[START SOURCE]

I have purchased a bare bones Arduino kit from Jameco.com.  Their listing can be found here: http://www.jameco.com/webapp/wcs/stores/servlet/Product_10001_10001_2151259_-1.  Instructiions were not included with the product.  Instead one has to look elsewhere for instructions.  They are found here: www.jameco.com/arduinobuild.

I have tried to assemble this kit on a breadboard and I'm not successful.  It seems to me there are some things that are not being explained clearly in their instructions.  Also, I have modified the setups on the voltage regulators to remove a lot of clutter from the breadboard, while keeping the necessary components, and basically make the regulators "plug-and-play components" for any breadboard application.  The regulators are working with this configuration.

Photos of my setup can be found here: http://grpace.net/arduino/photos/breadboard/.  There are views from the front, top and back of the setup.  Front view...  On the left is the LM7805T.. on the right is the LM1117T.

[END SOURCE]

◆ **TASK BRIEF**: Using the Arduino kit post, decide whether each of these statements agrees with it: (a) the kit's buyer got the instructions packed with the product, (b) the voltage regulators work with the modified setup, (c) in the front view the LM1117T sits on the left. Answer yes or no for each, quoting the words that settle it.

[START DATA EXCERPTS]

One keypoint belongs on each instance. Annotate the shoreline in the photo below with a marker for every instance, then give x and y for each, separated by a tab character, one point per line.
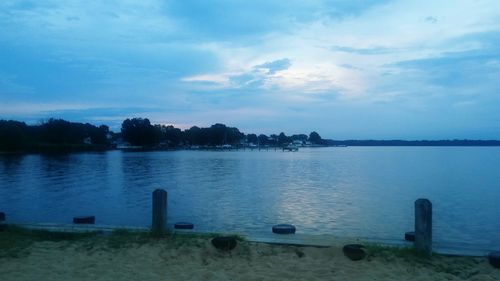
297	239
125	255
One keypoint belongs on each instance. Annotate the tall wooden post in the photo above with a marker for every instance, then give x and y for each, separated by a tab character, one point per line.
159	211
423	226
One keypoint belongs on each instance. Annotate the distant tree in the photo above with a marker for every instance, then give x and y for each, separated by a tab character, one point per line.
13	135
283	139
252	138
169	134
315	138
139	131
300	137
263	139
193	136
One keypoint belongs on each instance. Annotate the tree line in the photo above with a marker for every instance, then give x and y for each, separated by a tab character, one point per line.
140	132
53	134
59	134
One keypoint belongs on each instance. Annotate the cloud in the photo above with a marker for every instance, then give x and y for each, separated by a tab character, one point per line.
431	19
310	62
274	66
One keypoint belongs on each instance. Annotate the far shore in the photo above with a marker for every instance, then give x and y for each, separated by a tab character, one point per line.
125	255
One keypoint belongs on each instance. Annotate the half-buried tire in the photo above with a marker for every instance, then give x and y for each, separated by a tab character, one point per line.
410	236
84	220
225	243
354	252
183	225
494	259
284	229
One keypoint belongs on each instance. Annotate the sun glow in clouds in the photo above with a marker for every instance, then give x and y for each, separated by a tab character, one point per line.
269	65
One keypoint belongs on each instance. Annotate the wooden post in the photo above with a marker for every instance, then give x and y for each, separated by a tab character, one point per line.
159	211
423	226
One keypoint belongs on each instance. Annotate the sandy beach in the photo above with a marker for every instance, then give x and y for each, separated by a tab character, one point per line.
197	259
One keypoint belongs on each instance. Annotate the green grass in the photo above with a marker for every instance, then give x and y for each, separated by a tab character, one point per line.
16	241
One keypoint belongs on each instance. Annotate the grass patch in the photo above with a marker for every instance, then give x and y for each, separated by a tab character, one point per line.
15	241
390	253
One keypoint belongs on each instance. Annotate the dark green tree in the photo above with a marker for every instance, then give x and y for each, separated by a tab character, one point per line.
252	138
139	131
263	139
315	138
283	139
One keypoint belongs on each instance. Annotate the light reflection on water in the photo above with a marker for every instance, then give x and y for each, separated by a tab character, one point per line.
354	191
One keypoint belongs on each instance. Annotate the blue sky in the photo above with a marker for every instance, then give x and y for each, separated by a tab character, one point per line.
420	69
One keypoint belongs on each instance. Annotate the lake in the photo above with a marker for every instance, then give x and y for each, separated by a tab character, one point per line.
343	191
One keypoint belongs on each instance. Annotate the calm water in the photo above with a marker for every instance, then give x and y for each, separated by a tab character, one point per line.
352	191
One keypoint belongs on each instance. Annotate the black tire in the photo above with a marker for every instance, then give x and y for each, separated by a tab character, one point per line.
84	220
284	229
183	225
225	243
410	236
494	259
354	252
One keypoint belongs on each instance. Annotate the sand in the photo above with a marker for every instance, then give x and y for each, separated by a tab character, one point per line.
197	259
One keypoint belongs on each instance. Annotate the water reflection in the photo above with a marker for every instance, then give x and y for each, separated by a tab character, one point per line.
367	192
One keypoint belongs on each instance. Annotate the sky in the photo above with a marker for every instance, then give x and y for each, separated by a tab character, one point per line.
367	69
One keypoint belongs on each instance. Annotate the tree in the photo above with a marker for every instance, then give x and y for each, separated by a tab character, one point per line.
13	135
315	138
252	138
139	131
283	139
263	139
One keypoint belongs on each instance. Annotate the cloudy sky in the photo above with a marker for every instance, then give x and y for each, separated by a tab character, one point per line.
422	69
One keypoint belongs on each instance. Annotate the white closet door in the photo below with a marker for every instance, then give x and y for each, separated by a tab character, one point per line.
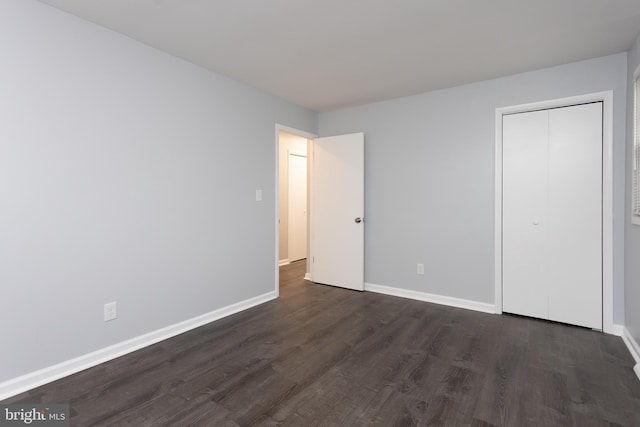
575	201
552	214
524	193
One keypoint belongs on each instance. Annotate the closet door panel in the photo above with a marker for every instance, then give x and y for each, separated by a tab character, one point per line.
525	172
574	248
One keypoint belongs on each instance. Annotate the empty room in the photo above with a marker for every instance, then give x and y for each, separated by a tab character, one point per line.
335	213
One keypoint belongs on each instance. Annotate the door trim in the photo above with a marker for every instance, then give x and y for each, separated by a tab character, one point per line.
303	134
607	194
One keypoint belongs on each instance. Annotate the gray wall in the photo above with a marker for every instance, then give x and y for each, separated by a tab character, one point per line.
125	174
632	241
430	176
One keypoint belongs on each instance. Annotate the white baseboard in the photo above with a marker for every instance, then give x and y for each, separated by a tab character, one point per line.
634	349
35	379
617	330
437	299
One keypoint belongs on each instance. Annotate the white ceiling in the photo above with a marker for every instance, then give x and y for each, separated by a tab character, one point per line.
327	54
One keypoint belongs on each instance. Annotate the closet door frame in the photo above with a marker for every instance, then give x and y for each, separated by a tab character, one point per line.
607	195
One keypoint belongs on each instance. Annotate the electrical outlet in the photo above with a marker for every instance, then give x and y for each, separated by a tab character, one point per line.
110	311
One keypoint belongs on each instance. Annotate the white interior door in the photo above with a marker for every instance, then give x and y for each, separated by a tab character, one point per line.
297	207
552	214
337	211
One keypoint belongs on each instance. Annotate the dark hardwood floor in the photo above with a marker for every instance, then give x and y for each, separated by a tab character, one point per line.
327	356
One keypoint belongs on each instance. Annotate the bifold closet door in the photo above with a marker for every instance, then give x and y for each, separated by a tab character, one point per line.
552	214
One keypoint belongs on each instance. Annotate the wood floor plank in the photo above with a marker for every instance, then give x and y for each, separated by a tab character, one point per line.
325	356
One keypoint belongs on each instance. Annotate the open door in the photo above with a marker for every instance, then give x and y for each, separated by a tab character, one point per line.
337	211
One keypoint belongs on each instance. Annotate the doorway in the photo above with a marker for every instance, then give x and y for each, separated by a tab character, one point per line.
292	211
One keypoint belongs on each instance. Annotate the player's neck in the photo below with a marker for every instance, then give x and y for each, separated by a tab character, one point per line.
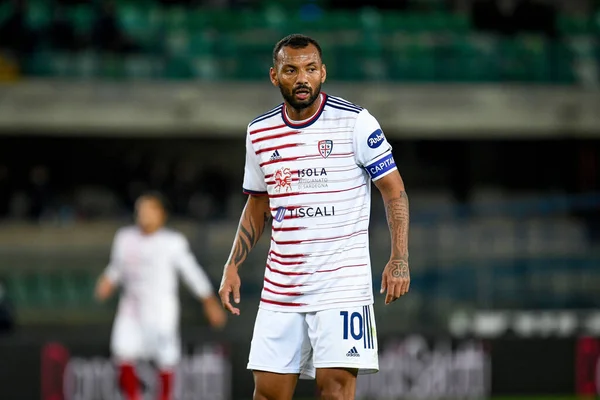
305	113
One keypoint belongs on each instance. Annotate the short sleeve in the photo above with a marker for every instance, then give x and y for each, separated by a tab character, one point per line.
373	151
254	179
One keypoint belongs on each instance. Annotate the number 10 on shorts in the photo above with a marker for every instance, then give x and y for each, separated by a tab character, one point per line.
358	326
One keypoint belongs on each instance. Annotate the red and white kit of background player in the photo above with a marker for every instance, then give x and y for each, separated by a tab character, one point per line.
309	167
146	260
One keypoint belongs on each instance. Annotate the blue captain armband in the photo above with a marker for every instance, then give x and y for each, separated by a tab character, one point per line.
381	166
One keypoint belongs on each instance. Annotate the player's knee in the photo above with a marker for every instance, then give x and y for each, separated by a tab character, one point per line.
333	391
336	384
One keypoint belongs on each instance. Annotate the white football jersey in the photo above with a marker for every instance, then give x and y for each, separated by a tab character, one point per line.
147	268
317	174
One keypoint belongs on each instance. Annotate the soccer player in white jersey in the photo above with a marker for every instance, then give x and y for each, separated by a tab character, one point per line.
146	260
309	166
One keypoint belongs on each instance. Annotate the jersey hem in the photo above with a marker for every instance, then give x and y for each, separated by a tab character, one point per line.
313	308
254	192
362	369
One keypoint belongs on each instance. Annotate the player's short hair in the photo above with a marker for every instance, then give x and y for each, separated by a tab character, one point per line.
295	41
155	196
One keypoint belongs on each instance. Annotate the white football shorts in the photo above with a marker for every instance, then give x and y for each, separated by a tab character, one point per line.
132	341
299	343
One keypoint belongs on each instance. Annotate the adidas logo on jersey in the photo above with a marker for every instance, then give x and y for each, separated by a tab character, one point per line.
275	156
353	353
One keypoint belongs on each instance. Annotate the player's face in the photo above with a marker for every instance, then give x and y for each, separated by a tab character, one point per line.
150	214
299	74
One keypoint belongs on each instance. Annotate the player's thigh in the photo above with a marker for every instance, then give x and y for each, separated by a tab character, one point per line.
337	383
273	386
280	344
344	338
127	340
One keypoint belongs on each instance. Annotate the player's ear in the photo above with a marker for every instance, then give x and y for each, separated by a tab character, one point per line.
273	76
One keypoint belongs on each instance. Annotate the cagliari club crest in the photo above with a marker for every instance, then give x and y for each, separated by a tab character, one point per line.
325	147
283	180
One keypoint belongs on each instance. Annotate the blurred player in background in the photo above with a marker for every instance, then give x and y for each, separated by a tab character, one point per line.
309	167
146	260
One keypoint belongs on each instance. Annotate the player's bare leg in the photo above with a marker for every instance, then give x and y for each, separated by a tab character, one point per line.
166	384
272	386
128	381
337	383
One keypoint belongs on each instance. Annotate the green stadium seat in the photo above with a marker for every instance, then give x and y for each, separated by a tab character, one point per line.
575	25
82	16
39	15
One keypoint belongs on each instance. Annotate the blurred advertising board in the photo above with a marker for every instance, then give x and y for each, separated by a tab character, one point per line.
587	367
88	373
411	366
418	367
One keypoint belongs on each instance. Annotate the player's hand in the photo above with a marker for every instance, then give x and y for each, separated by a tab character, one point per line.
214	313
230	284
395	279
104	289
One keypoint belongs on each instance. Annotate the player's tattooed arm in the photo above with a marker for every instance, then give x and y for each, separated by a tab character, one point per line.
398	218
396	275
254	219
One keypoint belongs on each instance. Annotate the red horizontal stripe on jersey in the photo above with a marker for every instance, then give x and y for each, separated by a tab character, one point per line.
288	229
323	192
278	271
283	146
273	182
269	128
283	293
293	172
341	155
280	262
329	239
345	266
262	164
280	284
276	136
287	255
281	303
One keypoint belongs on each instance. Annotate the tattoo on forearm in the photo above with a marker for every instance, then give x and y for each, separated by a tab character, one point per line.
398	222
245	241
248	235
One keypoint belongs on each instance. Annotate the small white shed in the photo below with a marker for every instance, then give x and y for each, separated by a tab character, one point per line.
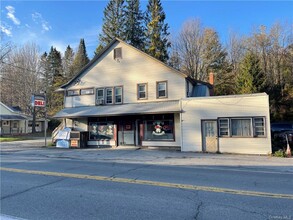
226	124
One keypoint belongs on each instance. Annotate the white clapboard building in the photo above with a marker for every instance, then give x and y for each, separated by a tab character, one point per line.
126	97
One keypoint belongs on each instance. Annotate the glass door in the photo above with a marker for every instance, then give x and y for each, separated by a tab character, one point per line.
126	133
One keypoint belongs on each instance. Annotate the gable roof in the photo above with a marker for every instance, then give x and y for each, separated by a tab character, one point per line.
193	81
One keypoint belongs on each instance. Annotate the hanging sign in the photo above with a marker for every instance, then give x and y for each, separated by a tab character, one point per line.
38	101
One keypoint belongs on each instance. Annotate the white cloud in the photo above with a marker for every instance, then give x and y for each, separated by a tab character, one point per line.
6	30
38	19
11	16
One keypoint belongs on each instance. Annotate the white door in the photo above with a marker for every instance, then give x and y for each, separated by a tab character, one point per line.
209	136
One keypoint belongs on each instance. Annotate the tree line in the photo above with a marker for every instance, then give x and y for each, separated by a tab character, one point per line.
259	62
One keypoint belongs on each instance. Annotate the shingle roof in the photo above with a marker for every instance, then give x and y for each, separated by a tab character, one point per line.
121	41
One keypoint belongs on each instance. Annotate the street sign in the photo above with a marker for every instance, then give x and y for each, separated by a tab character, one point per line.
38	101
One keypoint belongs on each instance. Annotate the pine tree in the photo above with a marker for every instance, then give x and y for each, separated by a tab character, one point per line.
81	59
99	49
133	30
68	63
157	42
113	22
213	55
54	99
250	78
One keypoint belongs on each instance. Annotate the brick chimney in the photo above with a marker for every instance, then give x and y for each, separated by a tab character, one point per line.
211	78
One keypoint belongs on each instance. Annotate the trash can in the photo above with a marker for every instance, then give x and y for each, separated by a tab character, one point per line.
78	139
62	138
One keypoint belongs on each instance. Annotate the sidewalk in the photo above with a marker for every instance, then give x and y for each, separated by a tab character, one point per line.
149	156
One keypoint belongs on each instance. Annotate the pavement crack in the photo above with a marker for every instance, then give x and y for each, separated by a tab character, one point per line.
198	210
29	189
130	170
244	210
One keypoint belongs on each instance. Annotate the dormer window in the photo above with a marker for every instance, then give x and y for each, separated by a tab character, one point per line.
118	53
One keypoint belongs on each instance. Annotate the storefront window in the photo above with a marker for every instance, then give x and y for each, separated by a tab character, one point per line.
159	130
101	130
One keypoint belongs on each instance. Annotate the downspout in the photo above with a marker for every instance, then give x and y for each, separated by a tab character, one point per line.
181	120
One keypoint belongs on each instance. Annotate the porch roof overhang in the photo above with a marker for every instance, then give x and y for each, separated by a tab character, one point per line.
12	117
120	110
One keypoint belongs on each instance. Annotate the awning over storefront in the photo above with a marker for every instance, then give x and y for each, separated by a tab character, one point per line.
12	118
117	110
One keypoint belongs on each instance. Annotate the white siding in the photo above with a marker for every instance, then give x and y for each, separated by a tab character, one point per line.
132	69
197	109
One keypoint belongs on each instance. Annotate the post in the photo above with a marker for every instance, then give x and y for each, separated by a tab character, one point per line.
45	126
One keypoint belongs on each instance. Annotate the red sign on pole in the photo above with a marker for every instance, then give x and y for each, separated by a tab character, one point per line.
39	101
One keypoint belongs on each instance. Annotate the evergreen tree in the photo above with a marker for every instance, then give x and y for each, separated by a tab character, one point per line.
250	78
55	99
133	30
81	59
157	42
113	22
99	49
213	55
68	63
174	60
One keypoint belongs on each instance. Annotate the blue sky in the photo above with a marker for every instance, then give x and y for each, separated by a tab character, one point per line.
62	23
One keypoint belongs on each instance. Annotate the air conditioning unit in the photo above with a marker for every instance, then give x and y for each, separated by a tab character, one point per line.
99	101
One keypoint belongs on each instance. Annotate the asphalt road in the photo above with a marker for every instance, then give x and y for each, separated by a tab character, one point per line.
34	186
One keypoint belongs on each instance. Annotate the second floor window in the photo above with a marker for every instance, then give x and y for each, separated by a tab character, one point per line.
118	95
72	92
109	95
162	89
142	91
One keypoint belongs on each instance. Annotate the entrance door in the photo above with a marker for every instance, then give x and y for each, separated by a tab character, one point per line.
126	133
209	136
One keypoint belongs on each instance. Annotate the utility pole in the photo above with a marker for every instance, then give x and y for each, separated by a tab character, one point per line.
45	132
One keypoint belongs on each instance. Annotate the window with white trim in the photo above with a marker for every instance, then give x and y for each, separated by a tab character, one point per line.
142	91
259	127
100	94
242	127
72	92
87	91
224	127
118	95
109	95
162	89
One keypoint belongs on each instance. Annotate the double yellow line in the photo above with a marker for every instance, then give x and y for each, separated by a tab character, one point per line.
151	183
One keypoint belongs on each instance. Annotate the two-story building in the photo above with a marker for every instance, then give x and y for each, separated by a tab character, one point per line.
126	97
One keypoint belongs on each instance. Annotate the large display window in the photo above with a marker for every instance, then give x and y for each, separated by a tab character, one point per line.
159	130
101	130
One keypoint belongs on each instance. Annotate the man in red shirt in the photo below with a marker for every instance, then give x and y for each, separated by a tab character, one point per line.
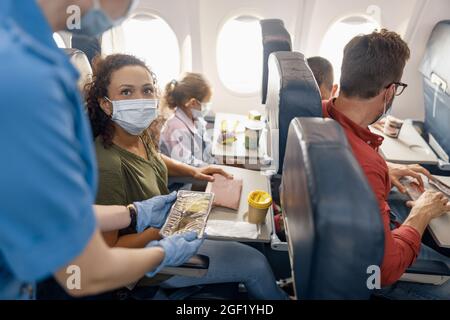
371	71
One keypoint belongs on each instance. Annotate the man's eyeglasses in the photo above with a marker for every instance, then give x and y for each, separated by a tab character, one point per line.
399	87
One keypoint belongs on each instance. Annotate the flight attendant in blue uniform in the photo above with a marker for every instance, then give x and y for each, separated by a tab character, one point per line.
48	177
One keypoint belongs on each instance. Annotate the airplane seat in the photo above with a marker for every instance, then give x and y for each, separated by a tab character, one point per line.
436	78
275	38
81	63
292	92
89	45
333	224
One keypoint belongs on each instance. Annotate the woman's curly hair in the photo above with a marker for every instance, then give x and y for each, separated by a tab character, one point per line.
103	68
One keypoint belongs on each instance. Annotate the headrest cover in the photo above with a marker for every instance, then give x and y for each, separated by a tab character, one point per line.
292	92
437	55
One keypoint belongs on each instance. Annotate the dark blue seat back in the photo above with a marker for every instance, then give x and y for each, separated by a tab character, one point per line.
436	73
333	223
292	92
275	38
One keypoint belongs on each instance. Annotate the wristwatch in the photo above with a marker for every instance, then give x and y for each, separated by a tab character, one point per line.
133	215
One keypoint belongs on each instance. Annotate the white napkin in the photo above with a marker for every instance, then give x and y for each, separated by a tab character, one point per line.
232	229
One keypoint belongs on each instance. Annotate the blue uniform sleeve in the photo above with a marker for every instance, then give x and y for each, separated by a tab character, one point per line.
46	214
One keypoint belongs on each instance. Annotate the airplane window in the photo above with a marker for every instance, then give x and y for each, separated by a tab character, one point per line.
239	55
339	34
151	39
59	40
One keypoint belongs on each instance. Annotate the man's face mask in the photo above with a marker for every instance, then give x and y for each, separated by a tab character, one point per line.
96	20
134	116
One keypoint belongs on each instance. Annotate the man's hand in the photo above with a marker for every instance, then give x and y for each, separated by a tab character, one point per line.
206	173
396	172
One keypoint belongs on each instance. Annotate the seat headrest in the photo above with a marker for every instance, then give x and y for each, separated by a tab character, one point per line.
81	63
436	56
333	223
275	38
292	92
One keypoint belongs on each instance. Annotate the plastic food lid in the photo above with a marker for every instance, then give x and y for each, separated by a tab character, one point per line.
259	199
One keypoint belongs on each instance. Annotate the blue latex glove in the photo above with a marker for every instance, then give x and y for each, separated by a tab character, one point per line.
178	249
153	212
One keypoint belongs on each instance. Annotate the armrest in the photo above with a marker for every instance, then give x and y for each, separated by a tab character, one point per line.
427	272
196	267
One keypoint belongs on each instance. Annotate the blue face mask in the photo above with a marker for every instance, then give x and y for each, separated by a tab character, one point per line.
96	20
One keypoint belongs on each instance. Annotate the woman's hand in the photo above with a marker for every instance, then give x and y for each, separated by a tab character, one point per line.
396	172
206	173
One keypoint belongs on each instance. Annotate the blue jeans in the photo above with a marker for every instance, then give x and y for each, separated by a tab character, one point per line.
409	290
234	262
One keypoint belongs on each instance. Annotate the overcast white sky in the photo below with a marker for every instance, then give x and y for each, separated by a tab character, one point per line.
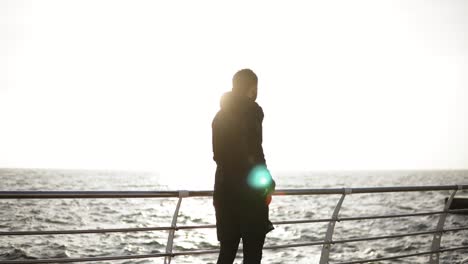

[END DATA EXCERPTS]

◆ **SOLUTION TO THIS PROBLEM**:
(a) No: "Instead one has to look elsewhere for instructions."
(b) Yes: "The regulators are working with this configuration."
(c) No: "on the right is the LM1117T"